What this task involves. Beginning with the line that holds "[point] at the black", write out the remaining lines of the material exactly, the last line included.

-----

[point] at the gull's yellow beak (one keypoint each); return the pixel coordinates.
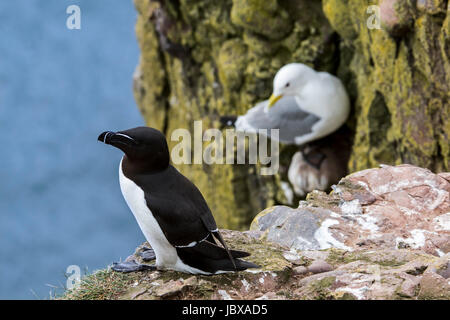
(273, 99)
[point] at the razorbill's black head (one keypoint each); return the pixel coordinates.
(170, 210)
(146, 148)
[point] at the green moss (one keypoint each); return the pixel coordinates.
(264, 17)
(233, 50)
(402, 84)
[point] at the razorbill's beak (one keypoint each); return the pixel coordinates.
(116, 138)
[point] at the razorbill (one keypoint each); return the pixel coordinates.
(170, 210)
(305, 105)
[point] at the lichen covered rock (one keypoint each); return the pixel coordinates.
(389, 207)
(402, 74)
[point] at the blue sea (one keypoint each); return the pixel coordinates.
(60, 202)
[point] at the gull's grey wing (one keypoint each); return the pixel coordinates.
(285, 115)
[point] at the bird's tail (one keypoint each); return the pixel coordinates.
(228, 121)
(211, 258)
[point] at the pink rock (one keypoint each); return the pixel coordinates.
(319, 266)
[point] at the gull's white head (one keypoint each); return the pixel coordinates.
(289, 80)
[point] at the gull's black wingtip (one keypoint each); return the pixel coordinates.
(103, 136)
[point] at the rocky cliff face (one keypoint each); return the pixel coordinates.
(402, 76)
(381, 234)
(203, 59)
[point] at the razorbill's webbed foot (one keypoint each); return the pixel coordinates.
(131, 266)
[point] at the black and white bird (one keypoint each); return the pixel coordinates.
(305, 106)
(170, 210)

-----

Result of the exercise.
[point] at the black and white bird (one keypoint each); return the pixel coordinates.
(305, 106)
(170, 210)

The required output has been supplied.